** START OF ARTICLE **

A professional gardener told me that when and how I fertilize my trees is as important as the fertilizer I choose. I was in the habit of fertilizing my trees once a year, either in late winter or early spring.

The gardener recommended that I use a fertilizer with more nitrogen in spring or summer and then fertilize the trees with small amounts of fertilizer several other times during the year. This method is for younger growing trees. For older trees, one good feeding a year will most likely work best for the tree.

You should also be certain not to allow the fertilizer to come in direct contact with roots and leaves from the tree. This can burn and damage the tree. And always read the directions on any fertilizer you purchase. This should tell you how much you need to use and how to apply it.


In general, you want to choose a tree fertilizer with a higher concentration of nitrogen. As the article says, you will need to do a soil teat to be certain exactly what you need, but trees need more nitrogen unless the soil where they are growing is lacking in potassium or phosphorous.


I have been told that I should do a soil analysis on the soil in my yard before fertilizing the trees, but I have always avoided doing this. For one reason I thought it was unnecessary and for another I did not want to take the time to do a test or pay for a soil test to be done.

I always use a 10-10-10 fertilizer because that's what I have always been told to use and it seems to work well in most instances. I have found that using the 10-10-10 gives most of my plants, trees and grass what they need to grow and remain healthy.

After reading the article, I realize that I might could be doing a better job of choosing fertilizer for some of my plants and trees, but I think the 10-10-10 is the safe way to go when you do not want to put in a lot of extra effort and planning.

** END OF ARTICLE **
** START OF DATASET RECORDS **

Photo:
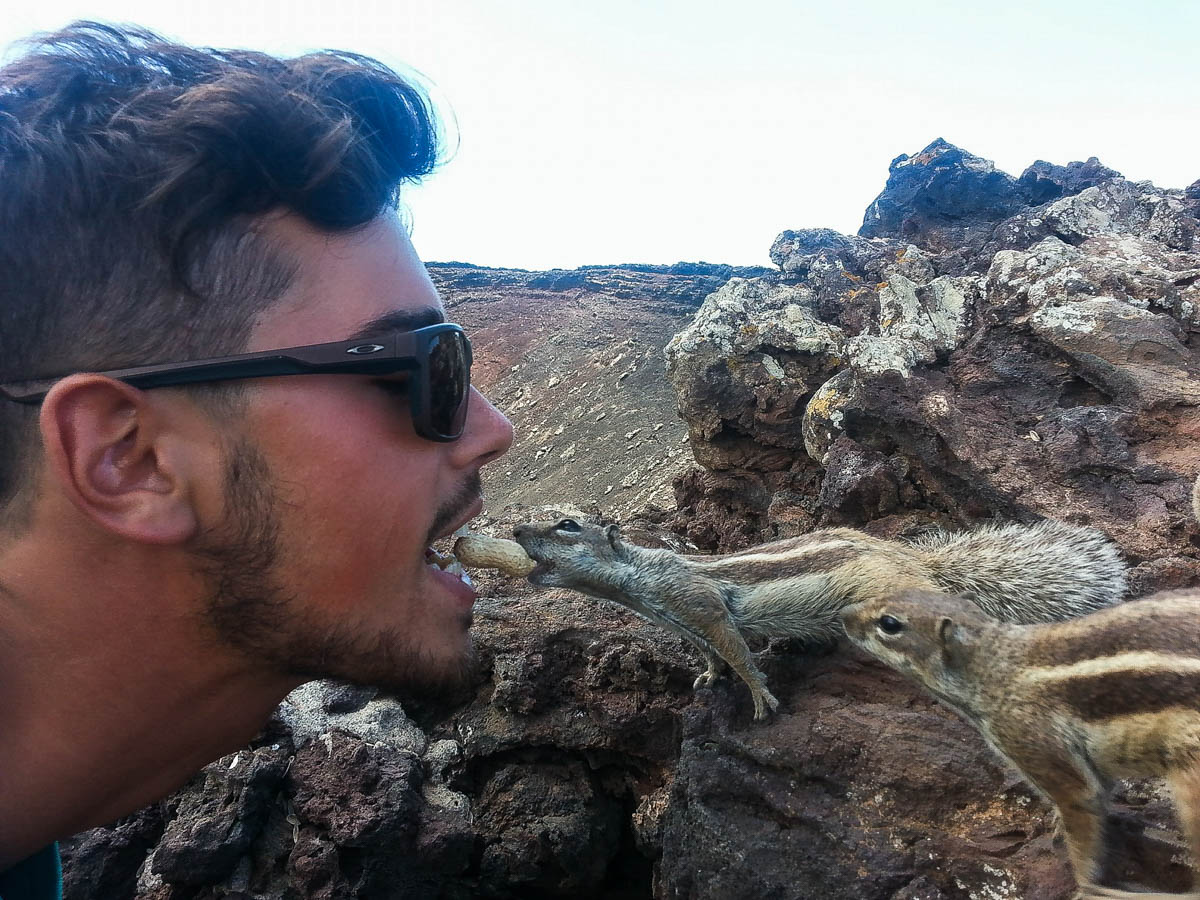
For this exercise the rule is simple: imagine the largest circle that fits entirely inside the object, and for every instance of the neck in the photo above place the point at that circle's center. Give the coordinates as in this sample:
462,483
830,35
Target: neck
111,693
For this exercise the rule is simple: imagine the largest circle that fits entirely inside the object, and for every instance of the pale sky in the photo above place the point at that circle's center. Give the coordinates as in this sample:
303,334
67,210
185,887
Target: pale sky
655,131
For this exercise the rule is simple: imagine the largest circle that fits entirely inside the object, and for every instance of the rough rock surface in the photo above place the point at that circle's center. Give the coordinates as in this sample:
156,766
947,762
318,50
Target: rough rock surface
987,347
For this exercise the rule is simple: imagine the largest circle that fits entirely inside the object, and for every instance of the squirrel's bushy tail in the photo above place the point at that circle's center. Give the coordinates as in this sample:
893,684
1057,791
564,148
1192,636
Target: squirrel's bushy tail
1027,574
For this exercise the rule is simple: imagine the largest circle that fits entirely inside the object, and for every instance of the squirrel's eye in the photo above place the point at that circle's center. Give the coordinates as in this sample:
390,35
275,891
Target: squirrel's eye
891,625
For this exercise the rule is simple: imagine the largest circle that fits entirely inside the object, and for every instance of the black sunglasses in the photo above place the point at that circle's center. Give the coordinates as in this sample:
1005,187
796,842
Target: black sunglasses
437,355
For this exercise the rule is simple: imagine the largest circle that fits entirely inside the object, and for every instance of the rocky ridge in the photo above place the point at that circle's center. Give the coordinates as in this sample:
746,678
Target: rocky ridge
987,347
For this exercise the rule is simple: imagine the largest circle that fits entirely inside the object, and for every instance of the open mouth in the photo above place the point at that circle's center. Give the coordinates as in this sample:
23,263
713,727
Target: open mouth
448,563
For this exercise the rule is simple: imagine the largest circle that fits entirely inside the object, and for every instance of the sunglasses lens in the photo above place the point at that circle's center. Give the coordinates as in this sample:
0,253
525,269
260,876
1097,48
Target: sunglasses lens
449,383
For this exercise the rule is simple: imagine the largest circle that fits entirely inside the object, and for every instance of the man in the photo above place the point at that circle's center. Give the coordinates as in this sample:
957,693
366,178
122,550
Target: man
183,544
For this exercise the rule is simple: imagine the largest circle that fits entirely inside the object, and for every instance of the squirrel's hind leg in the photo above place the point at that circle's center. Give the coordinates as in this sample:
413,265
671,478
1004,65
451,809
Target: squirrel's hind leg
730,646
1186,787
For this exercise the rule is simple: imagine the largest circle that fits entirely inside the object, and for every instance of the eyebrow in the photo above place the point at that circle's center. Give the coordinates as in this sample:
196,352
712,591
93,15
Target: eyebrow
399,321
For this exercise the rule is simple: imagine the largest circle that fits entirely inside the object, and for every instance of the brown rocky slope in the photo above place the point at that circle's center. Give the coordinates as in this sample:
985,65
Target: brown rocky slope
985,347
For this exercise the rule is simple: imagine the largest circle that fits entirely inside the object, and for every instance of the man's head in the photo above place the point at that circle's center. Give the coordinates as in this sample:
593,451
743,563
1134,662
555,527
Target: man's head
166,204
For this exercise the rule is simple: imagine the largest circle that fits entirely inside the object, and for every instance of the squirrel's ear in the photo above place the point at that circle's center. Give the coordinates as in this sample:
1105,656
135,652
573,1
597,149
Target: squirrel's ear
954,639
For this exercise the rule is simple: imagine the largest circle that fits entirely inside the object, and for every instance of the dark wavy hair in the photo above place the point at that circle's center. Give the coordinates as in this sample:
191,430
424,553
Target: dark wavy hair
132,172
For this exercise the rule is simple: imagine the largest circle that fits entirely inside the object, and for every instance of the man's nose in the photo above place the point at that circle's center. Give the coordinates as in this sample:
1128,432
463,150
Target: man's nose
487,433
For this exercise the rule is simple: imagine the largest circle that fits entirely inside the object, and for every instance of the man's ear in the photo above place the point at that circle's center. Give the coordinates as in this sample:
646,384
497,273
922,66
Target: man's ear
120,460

** END OF DATASET RECORDS **

WHAT YOU HAVE TO DO:
Reproduce the text on fertilizing trees word for word, in full.

FULL OUTPUT:
A professional gardener told me that when and how I fertilize my trees is as important as the fertilizer I choose. I was in the habit of fertilizing my trees once a year, either in late winter or early spring.

The gardener recommended that I use a fertilizer with more nitrogen in spring or summer and then fertilize the trees with small amounts of fertilizer several other times during the year. This method is for younger growing trees. For older trees, one good feeding a year will most likely work best for the tree.

You should also be certain not to allow the fertilizer to come in direct contact with roots and leaves from the tree. This can burn and damage the tree. And always read the directions on any fertilizer you purchase. This should tell you how much you need to use and how to apply it.


In general, you want to choose a tree fertilizer with a higher concentration of nitrogen. As the article says, you will need to do a soil teat to be certain exactly what you need, but trees need more nitrogen unless the soil where they are growing is lacking in potassium or phosphorous.


I have been told that I should do a soil analysis on the soil in my yard before fertilizing the trees, but I have always avoided doing this. For one reason I thought it was unnecessary and for another I did not want to take the time to do a test or pay for a soil test to be done.

I always use a 10-10-10 fertilizer because that's what I have always been told to use and it seems to work well in most instances. I have found that using the 10-10-10 gives most of my plants, trees and grass what they need to grow and remain healthy.

After reading the article, I realize that I might could be doing a better job of choosing fertilizer for some of my plants and trees, but I think the 10-10-10 is the safe way to go when you do not want to put in a lot of extra effort and planning.